Exactly as written, print each record in the listing.

(Object point labels)
******

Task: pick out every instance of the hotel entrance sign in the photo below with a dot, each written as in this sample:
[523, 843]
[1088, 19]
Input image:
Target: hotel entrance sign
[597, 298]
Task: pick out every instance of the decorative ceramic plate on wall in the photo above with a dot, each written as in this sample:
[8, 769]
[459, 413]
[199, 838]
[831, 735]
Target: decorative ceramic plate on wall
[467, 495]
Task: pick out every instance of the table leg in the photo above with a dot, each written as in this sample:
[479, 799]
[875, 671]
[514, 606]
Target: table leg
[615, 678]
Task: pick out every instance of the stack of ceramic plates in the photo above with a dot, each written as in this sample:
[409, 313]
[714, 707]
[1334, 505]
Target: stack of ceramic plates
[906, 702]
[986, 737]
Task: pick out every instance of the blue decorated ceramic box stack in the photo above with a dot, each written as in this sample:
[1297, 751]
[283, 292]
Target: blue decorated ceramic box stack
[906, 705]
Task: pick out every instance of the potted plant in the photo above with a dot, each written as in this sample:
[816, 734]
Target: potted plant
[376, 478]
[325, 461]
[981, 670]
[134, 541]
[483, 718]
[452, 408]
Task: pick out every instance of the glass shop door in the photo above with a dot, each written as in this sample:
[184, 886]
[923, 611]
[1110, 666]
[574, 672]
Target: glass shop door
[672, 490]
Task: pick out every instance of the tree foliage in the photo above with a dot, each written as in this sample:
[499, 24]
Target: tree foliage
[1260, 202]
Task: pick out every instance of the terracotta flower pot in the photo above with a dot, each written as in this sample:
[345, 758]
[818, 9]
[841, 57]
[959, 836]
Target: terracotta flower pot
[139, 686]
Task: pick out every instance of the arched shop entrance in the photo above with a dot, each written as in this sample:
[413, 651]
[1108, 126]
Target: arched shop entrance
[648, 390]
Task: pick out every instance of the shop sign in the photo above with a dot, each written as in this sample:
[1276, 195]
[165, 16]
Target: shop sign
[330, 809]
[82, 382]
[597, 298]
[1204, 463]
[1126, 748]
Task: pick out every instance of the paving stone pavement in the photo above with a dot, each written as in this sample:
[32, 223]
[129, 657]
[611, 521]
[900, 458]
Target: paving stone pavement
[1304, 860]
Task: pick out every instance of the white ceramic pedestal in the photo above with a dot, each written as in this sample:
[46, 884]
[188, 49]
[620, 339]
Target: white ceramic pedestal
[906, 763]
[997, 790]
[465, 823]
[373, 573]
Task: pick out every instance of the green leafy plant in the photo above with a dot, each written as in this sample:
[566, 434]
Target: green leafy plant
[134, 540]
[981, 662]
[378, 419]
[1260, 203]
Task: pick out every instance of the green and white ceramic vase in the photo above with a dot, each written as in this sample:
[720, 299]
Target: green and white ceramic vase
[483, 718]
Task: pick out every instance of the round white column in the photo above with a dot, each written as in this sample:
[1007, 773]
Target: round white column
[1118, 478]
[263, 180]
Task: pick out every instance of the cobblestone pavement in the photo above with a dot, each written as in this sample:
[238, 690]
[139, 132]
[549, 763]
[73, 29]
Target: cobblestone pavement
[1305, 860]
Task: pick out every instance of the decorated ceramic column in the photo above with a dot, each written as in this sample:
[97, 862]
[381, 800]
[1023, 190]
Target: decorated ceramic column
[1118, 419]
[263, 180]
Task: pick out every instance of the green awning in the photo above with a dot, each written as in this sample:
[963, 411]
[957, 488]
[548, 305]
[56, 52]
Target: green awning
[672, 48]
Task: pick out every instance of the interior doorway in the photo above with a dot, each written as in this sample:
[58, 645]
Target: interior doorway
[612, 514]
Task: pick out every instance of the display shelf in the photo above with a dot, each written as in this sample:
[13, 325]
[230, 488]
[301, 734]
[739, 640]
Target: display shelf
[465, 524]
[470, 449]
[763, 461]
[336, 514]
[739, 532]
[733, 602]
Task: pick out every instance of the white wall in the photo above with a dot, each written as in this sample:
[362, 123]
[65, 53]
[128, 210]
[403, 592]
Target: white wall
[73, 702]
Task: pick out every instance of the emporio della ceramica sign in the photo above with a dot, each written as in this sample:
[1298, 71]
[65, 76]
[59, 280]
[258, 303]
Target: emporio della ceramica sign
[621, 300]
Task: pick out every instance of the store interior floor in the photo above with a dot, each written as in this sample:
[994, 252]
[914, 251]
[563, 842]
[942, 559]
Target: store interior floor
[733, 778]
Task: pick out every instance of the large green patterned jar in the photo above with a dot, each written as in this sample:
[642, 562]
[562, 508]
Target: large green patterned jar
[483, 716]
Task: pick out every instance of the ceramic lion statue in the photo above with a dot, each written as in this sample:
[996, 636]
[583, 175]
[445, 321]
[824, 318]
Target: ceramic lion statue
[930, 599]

******

● Answer in full
Task: pick out every instance of the hotel entrance sign in the photo below with a dot, each written as in this sample:
[523, 843]
[1088, 19]
Input image:
Target: hotel entrance sign
[597, 298]
Task: pick out every instance of the decorative ceramic plate on wall in the photo above with a dot, each written as in this sample:
[8, 769]
[459, 413]
[199, 838]
[831, 735]
Target: decorative ceramic plate on wall
[467, 495]
Task: pick out every instance of the table leg in the photo above with a dot, each written as in this sample:
[479, 799]
[875, 671]
[514, 606]
Target: table leg
[615, 678]
Task: pick out every instance of the stack of ceramic plates in the photo above with a dot, each written as in this sample:
[409, 313]
[714, 707]
[1334, 505]
Target: stack of ceramic plates
[906, 702]
[986, 737]
Task: pick out every instance of the blue decorated ceramic box stack in the photo above with a dot, each written as in this sample:
[1297, 751]
[283, 292]
Target: blue decorated ceramic box stack
[906, 705]
Task: pick out every instance of the potted plant in the photo above with a dot, each written as in this sample:
[816, 734]
Target: potted plant
[376, 478]
[325, 461]
[981, 670]
[134, 541]
[483, 718]
[452, 408]
Task: pick out every instance of the glass shop door in the photo above with a dot, each written as in this sample:
[184, 886]
[923, 611]
[1110, 666]
[574, 672]
Target: glass shop door
[672, 490]
Task: pick out every instance of the tree foliage in the photo above with a dot, each written as in this sample:
[499, 24]
Target: tree foliage
[1260, 202]
Task: pick out every instance of the terracotta flower pot in the photo above with a dot, each written as in this sample:
[345, 758]
[818, 9]
[841, 57]
[959, 836]
Target: terracotta flower pot
[139, 686]
Task: pick out every instance of the arched shop entrance in the photo above with a dot, each written as in this sample:
[413, 651]
[1108, 126]
Target: arched shop entrance
[648, 390]
Task: pick out every instance of the shop sign in the photo above with a dot, each written as in this sample:
[1276, 195]
[165, 16]
Target: shop sign
[330, 809]
[82, 382]
[597, 298]
[1204, 463]
[1126, 748]
Task: pick out every instance of the paving stone pavement in the photo above with a dot, each written as in this sample:
[32, 223]
[129, 657]
[611, 521]
[900, 458]
Target: paving stone pavement
[1304, 860]
Task: pick out every instance of the white ceramic pedestal in the photo above with a dot, each written as in this sample:
[46, 884]
[188, 49]
[620, 339]
Target: white ceramic pedestal
[906, 763]
[997, 790]
[465, 823]
[373, 573]
Task: pick out every instance of the green leafy plant in the photo above with a dot, each written as in this sample:
[566, 434]
Target: green leafy plant
[134, 540]
[981, 662]
[378, 419]
[1260, 203]
Task: pick out every instance of the green and white ceramic vase in the photo above with a dot, each written as in this sample:
[720, 299]
Target: green and white ceramic vase
[483, 718]
Task: pick out every instance of the round white column in the photo above with a dot, each written as in this sample:
[1007, 773]
Target: round white column
[1118, 478]
[263, 180]
Task: pick out every instance of the cobblestone pavement in the photo above with a dot, each written as in this sample:
[238, 690]
[139, 132]
[549, 763]
[73, 29]
Target: cobblestone pavement
[1305, 860]
Task: pick out every instance of the decorated ceramic column in the photo above with a dot, each written as in this sample:
[97, 862]
[381, 800]
[1023, 190]
Target: decorated ceramic column
[1118, 419]
[263, 180]
Task: pick out every instance of the green awning in the photo above with a dot, each written as in this sample:
[963, 411]
[957, 488]
[548, 305]
[56, 52]
Target: green awning
[672, 48]
Task: pick out every instance of the interior doorway in the photo above with a dot, each written as in this sample:
[58, 645]
Target: interior doorway
[612, 514]
Task: pick out every instance of the display shelf in the photo above with a dot, each written as in this sample:
[13, 325]
[230, 488]
[301, 734]
[739, 640]
Target: display shelf
[465, 524]
[470, 449]
[763, 461]
[336, 514]
[739, 532]
[733, 602]
Task: pick out every instance of the white wall in the photo above with a dot, each written as in this sample:
[362, 123]
[65, 53]
[128, 210]
[403, 592]
Target: white wall
[73, 702]
Task: pick out every instance of the emporio della ceramica sign in the photo above with a dot, each written as in this sample:
[1298, 71]
[65, 76]
[59, 280]
[258, 303]
Target: emporio della ceramica sign
[621, 300]
Task: pick out every instance of the store interior floor in the photo above with a dot, each written as in this sample:
[994, 252]
[914, 251]
[563, 842]
[942, 559]
Target: store interior floor
[733, 778]
Task: pick out every instance of the large green patterned jar in the photo above with a dot, each written as in this sample:
[642, 562]
[562, 508]
Target: large green patterned jar
[483, 716]
Task: pick out every instance of the ceramic lion statue in the photo above with a dot, each written as in this sample:
[996, 636]
[583, 175]
[445, 321]
[824, 318]
Target: ceramic lion statue
[930, 599]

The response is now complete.